— start —

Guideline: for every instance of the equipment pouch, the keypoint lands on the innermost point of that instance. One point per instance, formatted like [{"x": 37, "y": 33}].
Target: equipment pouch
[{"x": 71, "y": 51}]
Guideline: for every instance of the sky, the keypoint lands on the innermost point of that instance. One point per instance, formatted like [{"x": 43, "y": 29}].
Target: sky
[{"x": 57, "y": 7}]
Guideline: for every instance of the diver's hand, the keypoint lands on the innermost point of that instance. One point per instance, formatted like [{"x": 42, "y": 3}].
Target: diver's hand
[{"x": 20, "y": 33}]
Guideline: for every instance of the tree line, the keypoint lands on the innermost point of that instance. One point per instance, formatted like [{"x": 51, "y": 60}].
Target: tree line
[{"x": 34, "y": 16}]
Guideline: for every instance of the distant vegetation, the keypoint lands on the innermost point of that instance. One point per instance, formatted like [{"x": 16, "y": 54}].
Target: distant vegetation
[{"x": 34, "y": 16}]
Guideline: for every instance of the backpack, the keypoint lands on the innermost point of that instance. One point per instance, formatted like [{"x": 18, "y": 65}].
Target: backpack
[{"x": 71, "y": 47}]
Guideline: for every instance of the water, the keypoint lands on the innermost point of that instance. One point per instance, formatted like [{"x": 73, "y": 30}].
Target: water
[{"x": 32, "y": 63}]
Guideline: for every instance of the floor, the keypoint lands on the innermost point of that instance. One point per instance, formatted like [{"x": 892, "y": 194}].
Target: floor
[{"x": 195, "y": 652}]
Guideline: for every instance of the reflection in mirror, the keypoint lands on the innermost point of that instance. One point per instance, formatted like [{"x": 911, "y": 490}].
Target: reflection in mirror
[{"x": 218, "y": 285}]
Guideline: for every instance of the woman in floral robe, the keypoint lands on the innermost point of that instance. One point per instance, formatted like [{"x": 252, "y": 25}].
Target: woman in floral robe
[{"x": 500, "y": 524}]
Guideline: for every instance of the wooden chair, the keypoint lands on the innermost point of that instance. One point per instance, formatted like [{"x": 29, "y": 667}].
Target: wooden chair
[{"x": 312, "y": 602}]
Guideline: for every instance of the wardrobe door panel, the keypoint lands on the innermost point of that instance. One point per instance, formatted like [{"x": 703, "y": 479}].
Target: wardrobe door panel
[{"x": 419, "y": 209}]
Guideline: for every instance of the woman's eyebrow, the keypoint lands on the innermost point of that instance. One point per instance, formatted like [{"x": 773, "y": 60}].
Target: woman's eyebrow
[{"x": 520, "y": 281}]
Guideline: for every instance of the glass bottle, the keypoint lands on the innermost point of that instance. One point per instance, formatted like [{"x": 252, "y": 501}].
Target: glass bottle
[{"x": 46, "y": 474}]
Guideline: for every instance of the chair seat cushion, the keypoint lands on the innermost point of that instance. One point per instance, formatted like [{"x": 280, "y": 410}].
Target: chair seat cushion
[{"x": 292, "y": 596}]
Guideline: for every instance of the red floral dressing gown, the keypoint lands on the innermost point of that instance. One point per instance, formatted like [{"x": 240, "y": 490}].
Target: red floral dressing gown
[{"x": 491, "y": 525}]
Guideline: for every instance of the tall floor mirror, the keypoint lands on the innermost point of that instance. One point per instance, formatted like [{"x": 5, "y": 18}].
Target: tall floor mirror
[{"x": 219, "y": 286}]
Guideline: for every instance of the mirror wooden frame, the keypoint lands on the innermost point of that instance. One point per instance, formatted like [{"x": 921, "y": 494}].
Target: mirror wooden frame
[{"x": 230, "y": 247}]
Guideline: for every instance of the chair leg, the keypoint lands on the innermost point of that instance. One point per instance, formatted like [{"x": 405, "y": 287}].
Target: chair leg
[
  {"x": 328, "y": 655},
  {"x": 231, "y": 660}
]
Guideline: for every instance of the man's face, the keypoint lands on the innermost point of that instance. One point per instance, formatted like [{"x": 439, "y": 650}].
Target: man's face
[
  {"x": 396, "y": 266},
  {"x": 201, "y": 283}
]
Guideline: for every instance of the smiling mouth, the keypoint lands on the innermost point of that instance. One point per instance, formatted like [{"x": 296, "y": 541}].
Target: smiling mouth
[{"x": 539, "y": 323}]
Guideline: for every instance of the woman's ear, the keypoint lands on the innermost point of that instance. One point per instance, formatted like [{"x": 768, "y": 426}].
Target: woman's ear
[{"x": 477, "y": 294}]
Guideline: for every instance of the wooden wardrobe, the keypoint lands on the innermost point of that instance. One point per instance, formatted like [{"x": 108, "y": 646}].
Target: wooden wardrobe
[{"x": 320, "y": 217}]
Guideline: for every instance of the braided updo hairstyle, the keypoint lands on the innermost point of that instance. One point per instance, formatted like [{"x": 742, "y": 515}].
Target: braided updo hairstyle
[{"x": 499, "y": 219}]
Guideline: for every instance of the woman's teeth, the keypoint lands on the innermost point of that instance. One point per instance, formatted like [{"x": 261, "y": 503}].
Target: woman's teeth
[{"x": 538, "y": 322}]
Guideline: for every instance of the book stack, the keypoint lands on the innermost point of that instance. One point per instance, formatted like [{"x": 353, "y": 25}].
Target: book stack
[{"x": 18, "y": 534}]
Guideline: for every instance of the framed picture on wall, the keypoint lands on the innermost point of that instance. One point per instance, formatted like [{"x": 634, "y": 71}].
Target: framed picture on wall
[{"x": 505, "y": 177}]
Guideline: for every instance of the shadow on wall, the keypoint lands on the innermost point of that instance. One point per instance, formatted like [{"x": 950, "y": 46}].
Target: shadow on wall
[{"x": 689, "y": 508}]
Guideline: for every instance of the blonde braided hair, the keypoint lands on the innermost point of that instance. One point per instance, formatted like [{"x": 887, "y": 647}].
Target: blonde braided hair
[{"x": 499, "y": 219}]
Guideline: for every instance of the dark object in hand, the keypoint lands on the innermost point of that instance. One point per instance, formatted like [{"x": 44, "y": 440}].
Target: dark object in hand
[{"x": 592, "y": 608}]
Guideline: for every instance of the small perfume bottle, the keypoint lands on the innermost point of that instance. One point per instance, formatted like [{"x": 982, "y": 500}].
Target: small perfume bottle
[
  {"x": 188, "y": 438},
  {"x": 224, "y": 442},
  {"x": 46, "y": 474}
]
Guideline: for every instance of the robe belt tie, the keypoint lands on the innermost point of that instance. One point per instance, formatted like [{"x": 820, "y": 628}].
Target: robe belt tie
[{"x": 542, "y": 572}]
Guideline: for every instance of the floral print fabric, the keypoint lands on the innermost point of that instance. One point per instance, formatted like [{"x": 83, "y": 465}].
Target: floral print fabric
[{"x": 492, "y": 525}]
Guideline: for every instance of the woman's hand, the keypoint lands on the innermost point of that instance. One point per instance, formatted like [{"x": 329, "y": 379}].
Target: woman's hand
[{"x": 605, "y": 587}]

— end —

* PROBLEM STATEMENT *
Please copy out again every line of the entries, starting with the line containing "Guideline: for every instance of the shadow" and going on through the end of the entries, with the requests included. Shift each x and y coordinate in the answers up by 12, and leave the requests and their format samples unchanged.

* SOLUTION *
Guideline: for every instance of the shadow on wall, the keypoint lands on the innermost point of that instance. One point per instance, formatted like [{"x": 950, "y": 46}].
Target: shadow on wall
[{"x": 701, "y": 520}]
Guideline: for every instance of the blonde braided hair, the keypoint lands on the innermost point of that instance. One point per instance, formatted like [{"x": 887, "y": 647}].
Target: blonde braided hair
[{"x": 511, "y": 231}]
Guideline: for every instance of the dark object in hand, the keypoint lands on the innermost point of that instance. One point per instance, formatted like [{"x": 44, "y": 440}].
Target: dark object in hand
[{"x": 604, "y": 620}]
Guideline: for every instance of the small perfume bottle, the keypoint lands on the innermost point of that instance. One point per instance, formatted like [{"x": 982, "y": 500}].
Target: small perfume bottle
[
  {"x": 200, "y": 450},
  {"x": 236, "y": 454},
  {"x": 58, "y": 486}
]
Guideline: for every instance of the robe belt tie, the keypoint lands on the innermost point of that instance. One point per instance, formatted like [{"x": 820, "y": 628}].
Target: robe belt tie
[{"x": 554, "y": 584}]
Guideline: for every instance of the floral print fabric, the keypoint lands on the innermost point of that instance. One point per instance, formatted like [{"x": 83, "y": 465}].
Target: floral print fabric
[{"x": 504, "y": 537}]
Guideline: for every instance of the woman's hand, the keypoint lands on the innermost point of that instance. One point per instance, formatted like [{"x": 329, "y": 379}].
Target: woman's hand
[{"x": 617, "y": 599}]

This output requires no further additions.